Mery Hamui Sutton
En su reciente artículo publicado en The Chronicle of Higher Education, el antropólogo Arjun Appadurai —una figura clave en los estudios sobre cultura y globalización— plantea una advertencia provocadora: la universidad está secuestrada. Bajo el título “The University Is a Hostage. But There’s Hope” Appadurai advierte que el debilitamiento universitario no es casual: la universidad ha cedido funciones y se ha transformado en una esfera pública al servicio de necesidades médicas, pastorales, tecnológicas y políticas que corresponden a otras instituciones sociales.
Entre los factores que han contribuido a este fenómeno, el autor señala la sumisión de los rectores universitarios y la influencia de las redes sociales, la “plataformización” de la vida académica (que ha dado voz a grupos marginados, pero también fomentado escándalos, ataques, censura y miedo), y la expansión de funciones hacia actividades no académicas, como terapias o justicia social. Esto, sumado a la presión de una política de victimización falsa, ha colocado a las universidades entre dos fuerzas: los filisteos de derecha y los gestores de virtudes de izquierda, ambos con agendas morales rígidas y oportunistas, alejándolos de la función académica de enseñar, investigar y formar pensamiento crítico.
Otro factor clave en esta crisis es la excesiva influencia de las juntas de gobierno (boards of trustees), que han dejado de ser garantes de la autonomía académica y se han convertido en plataformas para intereses externos, muchas veces económicos o partidistas. Esta captura institucional, alerta Appadurai, socava la credibilidad de la universidad y pone en riesgo su independencia.
Sin embargo, el diagnóstico no es totalmente pesimista. El autor sostiene que aún es posible rescatar a la universidad si se enfrentan tres amenazas: el miedo que paraliza a la comunidad académica, el silencio frente a la injusticia y la indiferencia hacia la verdad. Frente a estos males, propone recuperar el compromiso con la misión universitaria y democratizar la toma de decisiones dentro de las instituciones.
En concreto, sugiere reformar los consejos directivos para que incluyan no solo a empresarios y donantes, sino también a profesores, investigadores y miembros de la sociedad civil, creando mecanismos de supervisión y rendición de cuentas. También urge recentrar el papel del estudiante: no está en la universidad para ser un cliente satisfecho, sino para aprender a pensar, equivocarse y construir un futuro en medio de la incertidumbre.
Propone defender la misión académica y fomentar una nueva alfabetización profunda que prepare a los estudiantes para futuros inciertos, no sobre cánones del pasado, sino sobre archivos de ideas inacabadas o fracasadas que nos permitan imaginar futuros posibles. Asimismo, es necesario poner límites al daño que provocan las redes sociales en la vida universitaria. Urge controlar el daño que causan las redes sociales dentro de la academia, rescatando el respeto mutuo y el pensamiento crítico frente a la cultura de la cancelación y las batallas por superioridad moral.
Aunque el contexto universitario varía entre regiones, la pregunta de fondo es común: ¿qué debe ser hoy una universidad? En tiempos de crisis, conviene no perder de vista el bosque por mirar unos cuantos árboles enfermos. Más que nunca, necesitamos defender la producción autónoma de conocimiento como un bien público esencial para la democracia.

### Datos proporcionados

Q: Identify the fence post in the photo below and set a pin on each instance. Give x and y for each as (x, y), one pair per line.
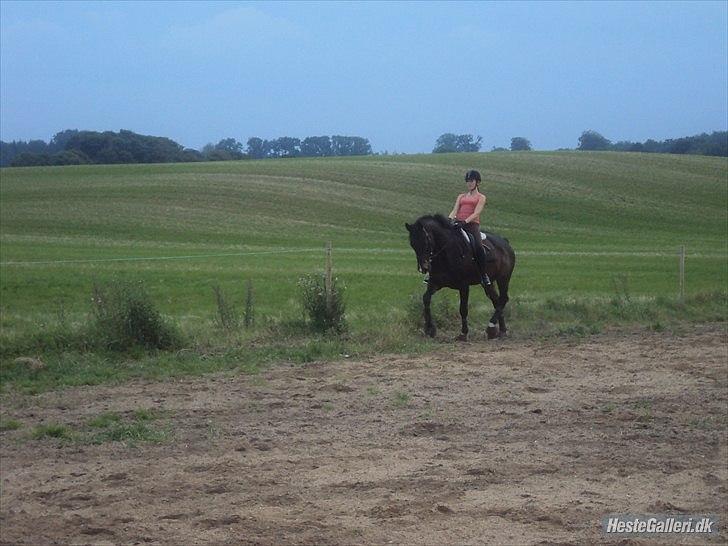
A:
(328, 279)
(682, 273)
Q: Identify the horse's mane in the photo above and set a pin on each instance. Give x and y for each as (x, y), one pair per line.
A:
(437, 219)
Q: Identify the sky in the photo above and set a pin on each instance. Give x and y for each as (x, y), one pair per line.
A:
(397, 73)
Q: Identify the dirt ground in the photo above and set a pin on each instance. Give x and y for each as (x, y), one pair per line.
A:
(501, 443)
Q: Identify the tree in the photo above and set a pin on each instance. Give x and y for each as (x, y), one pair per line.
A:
(231, 146)
(285, 147)
(316, 147)
(258, 148)
(450, 143)
(346, 145)
(520, 144)
(591, 140)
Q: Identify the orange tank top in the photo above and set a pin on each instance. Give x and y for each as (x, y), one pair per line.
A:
(467, 207)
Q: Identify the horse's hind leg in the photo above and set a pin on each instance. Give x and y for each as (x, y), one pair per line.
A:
(430, 328)
(464, 295)
(491, 331)
(502, 301)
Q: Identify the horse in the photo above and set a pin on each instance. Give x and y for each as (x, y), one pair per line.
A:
(443, 252)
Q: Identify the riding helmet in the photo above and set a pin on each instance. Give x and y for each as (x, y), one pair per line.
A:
(472, 175)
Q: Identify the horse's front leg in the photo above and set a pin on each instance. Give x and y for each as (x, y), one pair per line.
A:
(492, 329)
(430, 328)
(464, 295)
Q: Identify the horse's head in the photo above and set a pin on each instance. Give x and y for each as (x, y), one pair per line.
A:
(421, 242)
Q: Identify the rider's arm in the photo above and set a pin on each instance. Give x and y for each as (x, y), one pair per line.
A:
(454, 212)
(477, 211)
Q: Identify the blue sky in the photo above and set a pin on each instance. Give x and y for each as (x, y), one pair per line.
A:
(398, 73)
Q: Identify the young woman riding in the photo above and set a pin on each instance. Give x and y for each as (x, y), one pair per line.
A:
(466, 212)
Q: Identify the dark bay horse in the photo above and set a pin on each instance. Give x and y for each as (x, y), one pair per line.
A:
(443, 252)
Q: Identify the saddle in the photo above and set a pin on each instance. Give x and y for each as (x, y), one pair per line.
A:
(486, 244)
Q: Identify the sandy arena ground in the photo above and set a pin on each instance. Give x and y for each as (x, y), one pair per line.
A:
(502, 443)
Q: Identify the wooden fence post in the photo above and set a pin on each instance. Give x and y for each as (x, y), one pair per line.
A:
(682, 273)
(328, 279)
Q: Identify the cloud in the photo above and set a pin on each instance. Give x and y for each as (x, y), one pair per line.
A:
(239, 31)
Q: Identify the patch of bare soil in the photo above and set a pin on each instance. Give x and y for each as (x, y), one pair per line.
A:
(501, 443)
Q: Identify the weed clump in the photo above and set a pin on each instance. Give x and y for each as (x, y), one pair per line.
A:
(324, 308)
(227, 316)
(125, 318)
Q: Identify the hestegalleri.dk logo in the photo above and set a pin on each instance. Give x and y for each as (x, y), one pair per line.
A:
(621, 524)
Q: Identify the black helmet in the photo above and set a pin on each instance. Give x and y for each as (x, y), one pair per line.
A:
(472, 175)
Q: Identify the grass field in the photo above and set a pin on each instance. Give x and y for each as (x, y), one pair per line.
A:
(586, 227)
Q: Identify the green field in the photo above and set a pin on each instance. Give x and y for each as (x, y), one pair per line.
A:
(584, 226)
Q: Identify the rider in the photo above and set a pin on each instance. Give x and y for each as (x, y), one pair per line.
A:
(466, 212)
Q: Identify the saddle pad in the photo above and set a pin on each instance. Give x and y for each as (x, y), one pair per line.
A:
(467, 239)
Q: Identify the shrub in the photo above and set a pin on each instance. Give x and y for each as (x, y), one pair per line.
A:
(326, 314)
(125, 317)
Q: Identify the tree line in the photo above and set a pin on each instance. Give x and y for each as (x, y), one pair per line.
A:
(73, 147)
(715, 144)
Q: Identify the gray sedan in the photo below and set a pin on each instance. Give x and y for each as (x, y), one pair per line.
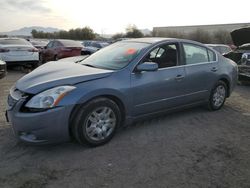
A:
(89, 99)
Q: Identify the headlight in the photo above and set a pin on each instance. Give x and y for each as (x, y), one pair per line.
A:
(49, 98)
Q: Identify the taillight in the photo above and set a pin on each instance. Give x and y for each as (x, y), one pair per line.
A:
(33, 50)
(2, 50)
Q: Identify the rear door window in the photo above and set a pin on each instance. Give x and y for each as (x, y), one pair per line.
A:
(195, 54)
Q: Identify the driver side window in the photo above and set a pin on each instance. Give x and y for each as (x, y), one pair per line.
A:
(165, 56)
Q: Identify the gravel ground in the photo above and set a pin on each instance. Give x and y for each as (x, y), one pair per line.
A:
(191, 148)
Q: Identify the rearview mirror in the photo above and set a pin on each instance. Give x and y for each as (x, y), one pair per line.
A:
(147, 66)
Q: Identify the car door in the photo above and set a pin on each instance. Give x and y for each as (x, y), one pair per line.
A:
(161, 89)
(200, 68)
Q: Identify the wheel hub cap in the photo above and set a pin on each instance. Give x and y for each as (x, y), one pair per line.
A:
(100, 123)
(219, 96)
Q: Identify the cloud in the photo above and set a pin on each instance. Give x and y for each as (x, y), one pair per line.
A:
(25, 5)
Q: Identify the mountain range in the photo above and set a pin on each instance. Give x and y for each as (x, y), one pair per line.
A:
(26, 31)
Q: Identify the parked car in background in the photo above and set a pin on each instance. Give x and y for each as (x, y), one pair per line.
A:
(90, 47)
(221, 48)
(3, 69)
(74, 58)
(39, 44)
(241, 55)
(18, 51)
(58, 49)
(127, 80)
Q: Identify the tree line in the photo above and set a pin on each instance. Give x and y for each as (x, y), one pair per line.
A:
(86, 33)
(200, 35)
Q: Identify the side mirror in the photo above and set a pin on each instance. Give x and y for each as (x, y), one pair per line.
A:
(147, 66)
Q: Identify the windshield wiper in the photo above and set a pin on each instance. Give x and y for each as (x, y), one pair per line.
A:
(89, 65)
(82, 59)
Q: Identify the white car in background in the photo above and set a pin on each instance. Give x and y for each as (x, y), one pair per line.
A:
(18, 51)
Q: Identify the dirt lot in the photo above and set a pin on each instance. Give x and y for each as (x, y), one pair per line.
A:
(192, 148)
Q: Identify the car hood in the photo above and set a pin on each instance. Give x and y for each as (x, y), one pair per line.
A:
(55, 73)
(241, 36)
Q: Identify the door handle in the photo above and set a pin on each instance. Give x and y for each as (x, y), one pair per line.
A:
(214, 69)
(179, 77)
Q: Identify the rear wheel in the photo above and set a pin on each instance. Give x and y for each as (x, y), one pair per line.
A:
(218, 96)
(96, 122)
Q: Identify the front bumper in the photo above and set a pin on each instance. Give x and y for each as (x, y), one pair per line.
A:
(51, 126)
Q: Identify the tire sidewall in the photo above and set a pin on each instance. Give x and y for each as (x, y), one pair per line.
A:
(86, 111)
(211, 104)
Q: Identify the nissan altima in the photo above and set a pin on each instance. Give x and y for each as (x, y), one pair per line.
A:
(89, 99)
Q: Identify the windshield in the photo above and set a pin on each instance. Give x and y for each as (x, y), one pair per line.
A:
(115, 56)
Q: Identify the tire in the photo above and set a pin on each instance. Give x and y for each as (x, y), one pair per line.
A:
(218, 96)
(96, 122)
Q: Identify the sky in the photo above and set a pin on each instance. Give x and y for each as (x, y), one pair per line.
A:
(113, 16)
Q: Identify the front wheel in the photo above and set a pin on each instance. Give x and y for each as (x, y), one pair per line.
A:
(96, 122)
(218, 96)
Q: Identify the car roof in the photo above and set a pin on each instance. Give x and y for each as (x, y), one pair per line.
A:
(224, 45)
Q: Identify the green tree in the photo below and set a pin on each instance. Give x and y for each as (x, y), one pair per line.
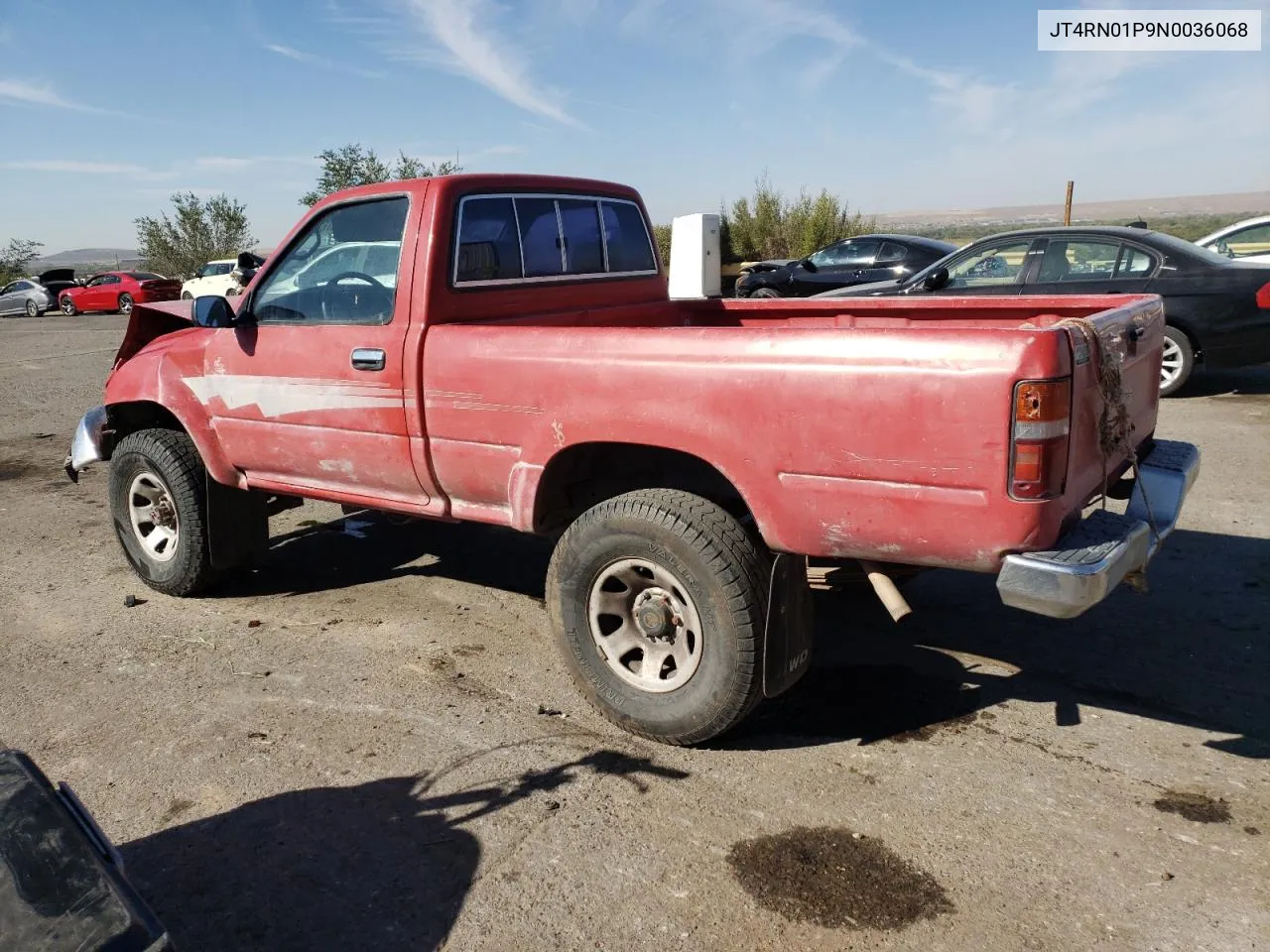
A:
(770, 225)
(353, 166)
(195, 234)
(16, 258)
(662, 238)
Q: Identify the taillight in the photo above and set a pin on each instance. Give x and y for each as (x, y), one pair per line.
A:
(1042, 420)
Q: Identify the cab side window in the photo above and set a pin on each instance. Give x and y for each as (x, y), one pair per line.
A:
(340, 270)
(547, 238)
(989, 264)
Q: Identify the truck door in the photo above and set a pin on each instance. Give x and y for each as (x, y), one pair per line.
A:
(310, 389)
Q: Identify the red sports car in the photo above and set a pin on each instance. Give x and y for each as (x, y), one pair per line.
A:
(118, 291)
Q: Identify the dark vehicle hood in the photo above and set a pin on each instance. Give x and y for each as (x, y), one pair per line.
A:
(874, 289)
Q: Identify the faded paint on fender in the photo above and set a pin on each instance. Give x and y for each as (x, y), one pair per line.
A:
(282, 397)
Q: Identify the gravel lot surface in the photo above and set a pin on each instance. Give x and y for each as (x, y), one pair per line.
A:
(372, 744)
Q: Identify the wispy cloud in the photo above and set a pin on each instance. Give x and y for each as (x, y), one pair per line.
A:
(72, 166)
(238, 163)
(290, 53)
(974, 102)
(643, 16)
(461, 39)
(22, 93)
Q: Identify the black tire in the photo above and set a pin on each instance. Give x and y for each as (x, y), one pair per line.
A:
(1176, 343)
(172, 457)
(722, 570)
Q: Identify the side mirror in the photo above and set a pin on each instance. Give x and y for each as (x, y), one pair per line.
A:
(212, 311)
(937, 280)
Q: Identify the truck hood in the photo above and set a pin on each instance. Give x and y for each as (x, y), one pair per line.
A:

### Tareas propuestas
a – Traduce al inglés esta oración del texto sobre la universidad: "Más que nunca, necesitamos defender la producción autónoma de conocimiento como un bien público esencial para la democracia".
b – Según el texto sobre la universidad, ¿qué tres amenazas hay que enfrentar para rescatarla?
c – Resume en dos oraciones el texto sobre la universidad.

### Soluciones del ejercicio
a – More than ever, we need to defend the autonomous production of knowledge as a public good essential to democracy.

b – El miedo que paraliza a la comunidad académica, el silencio frente a la injusticia y la indiferencia hacia la verdad.

c – Según el artículo de Arjun Appadurai que comenta el texto, la universidad está secuestrada: ha asumido funciones que corresponden a otras instituciones y sufre la presión de las redes sociales, de agendas morales rígidas de derecha e izquierda y de juntas de gobierno convertidas en plataformas para intereses externos. Aun así, Appadurai sostiene que puede rescatarse si se enfrentan el miedo, el silencio ante la injusticia y la indiferencia hacia la verdad, se democratiza la toma de decisiones, se recentra el papel del estudiante y se limita el daño de las redes sociales.